» **TEXTAUSZUG**
┄┄┄┄┄┄┄┄┄┄
Die Innenministerin vertrete demnach die Ansicht, dass es für »das Vertrauen in den demokratischen Rechtsstaat« unerlässlich sei, dass sich alle staatlichen Stellen »mit größtmöglicher Empathie und Unterstützung« um die Opfer und Hinterbliebenen kümmern. Die für Montag vom Protokolldienst der Bundesregierung ausgerichtete Veranstaltung begrenzte sich laut Vorabmitteilung auf eine Gedenkstunde und einen »daran anschließenden Imbiss mit der Möglichkeit zu informellen Gesprächen«. Neben Faeser sollten auch Bundesbildungsministerin Bettina Stark-Watzinger sowie der Regierungsbeauftragte für die Anliegen von Betroffenen von terroristischen und extremistischen Anschlägen im Inland, Pascal Kober (beide FDP), teilnehmen.
┄┄┄┄┄┄┄┄┄┄
» **VORLIEGENDE EINTRÄGE**
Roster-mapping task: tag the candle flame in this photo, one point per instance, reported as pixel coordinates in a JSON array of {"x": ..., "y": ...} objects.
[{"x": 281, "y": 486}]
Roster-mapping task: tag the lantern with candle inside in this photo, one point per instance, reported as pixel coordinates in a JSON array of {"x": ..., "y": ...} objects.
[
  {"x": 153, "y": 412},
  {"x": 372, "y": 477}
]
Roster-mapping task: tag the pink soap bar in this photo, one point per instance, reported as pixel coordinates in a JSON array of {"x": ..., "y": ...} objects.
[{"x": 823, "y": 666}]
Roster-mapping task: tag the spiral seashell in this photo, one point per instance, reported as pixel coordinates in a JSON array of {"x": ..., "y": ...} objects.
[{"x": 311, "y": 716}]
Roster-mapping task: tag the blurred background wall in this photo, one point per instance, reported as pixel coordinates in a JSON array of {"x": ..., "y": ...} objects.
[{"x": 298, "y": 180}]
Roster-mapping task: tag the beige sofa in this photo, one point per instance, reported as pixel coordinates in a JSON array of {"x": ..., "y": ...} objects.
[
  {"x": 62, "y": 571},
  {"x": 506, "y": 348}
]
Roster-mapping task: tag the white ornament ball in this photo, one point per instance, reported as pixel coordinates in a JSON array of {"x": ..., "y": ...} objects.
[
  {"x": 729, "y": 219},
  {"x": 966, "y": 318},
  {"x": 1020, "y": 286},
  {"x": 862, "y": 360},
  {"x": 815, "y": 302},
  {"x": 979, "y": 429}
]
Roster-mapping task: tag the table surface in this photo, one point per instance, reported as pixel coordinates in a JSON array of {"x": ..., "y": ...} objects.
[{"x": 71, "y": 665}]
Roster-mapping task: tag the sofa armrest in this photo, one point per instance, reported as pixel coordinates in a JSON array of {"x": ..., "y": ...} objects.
┄┄┄┄┄┄┄┄┄┄
» **ZIELE**
1. Gib aus den Einträgen die Zeilen ab derjenigen mit „Roster-mapping task: tag the blurred“ bis zum Ende der Einträge wortgetreu aus, wobei Anfangs- und Schlusszeile dazugehören.
2. Führe den Text über die Gedenkstunde für Opfer terroristischer Anschläge nach seinem letzten Satz fort.
Der Text und die Einträge haben nichts miteinander zu tun.

» **ANTWORTEN NACHEINANDER**
1.
Roster-mapping task: tag the blurred background wall in this photo, one point per instance, reported as pixel coordinates in a JSON array of {"x": ..., "y": ...} objects.
[{"x": 298, "y": 180}]
Roster-mapping task: tag the beige sofa in this photo, one point per instance, reported as pixel coordinates in a JSON array of {"x": ..., "y": ...} objects.
[
  {"x": 62, "y": 571},
  {"x": 506, "y": 348}
]
Roster-mapping task: tag the white ornament ball in this photo, one point per instance, reported as pixel coordinates in a JSON array of {"x": ..., "y": ...} objects.
[
  {"x": 729, "y": 219},
  {"x": 966, "y": 318},
  {"x": 1020, "y": 286},
  {"x": 862, "y": 360},
  {"x": 815, "y": 302},
  {"x": 979, "y": 429}
]
Roster-mapping task: tag the table surface in this photo, one point per instance, reported as pixel coordinates in a JSON array of {"x": ..., "y": ...} objects.
[{"x": 71, "y": 665}]
Roster-mapping task: tag the sofa armrest in this photo, one point per instance, reported as pixel coordinates in a JSON array of {"x": ..., "y": ...} objects.

2.
Seit zwei Jahren ist der 11. März in der BRD offiziell Gedenktag für Opfer von Gewalttaten, die offiziell als Terroranschlag eingestuft werden. Einrichtungen des Bundes und der Länder verordnen dazu Trauerbeflaggung. Der Gedenktag knüpft an den »Gedenktag für die Opfer des Terrorismus« der EU an, der anlässlich der Madrider Zuganschläge vom 11. März 2004 begründet worden war.

Es gehe darum, den Menschen ein Gesicht zu geben, die bei einem »terroristischen oder extremistischen Anschlag aus dem Leben gerissen« worden seien, sagte Kober laut Mitteilung vom Montag. Bundesjustizminister Marco Buschmann (FDP) nannte die Anschlagsorte »Berlin, München, Hanau, Halle«. Er meinte damit vermutlich den Anschlag auf einen Berliner Weihnachtsmarkt von 2016, in dessen Zusammenhang sowohl die Rolle staatlicher Dienste als auch das Wirken Anis Amris als »Einzeltäter« bis heute nicht vollständig aufgeklärt sind. Tatsächlich den Opfern ein Gesicht gegeben hatten am 19. Februar in Berlin Tausende Menschen, die anlässlich des vierten Jahrestages des Hanau-Anschlags an die aus rassistischen Motiven Getöteten erinnerten: Gökhan Gültekin, Sedat Gürbüz, Said Nesar Hashemi, Mercedes Kierpacz, Hamza Kurtović, Vili Viorel Păun, Fatih Saraçoğlu, Ferhat Unvar und Kaloyan Velkov.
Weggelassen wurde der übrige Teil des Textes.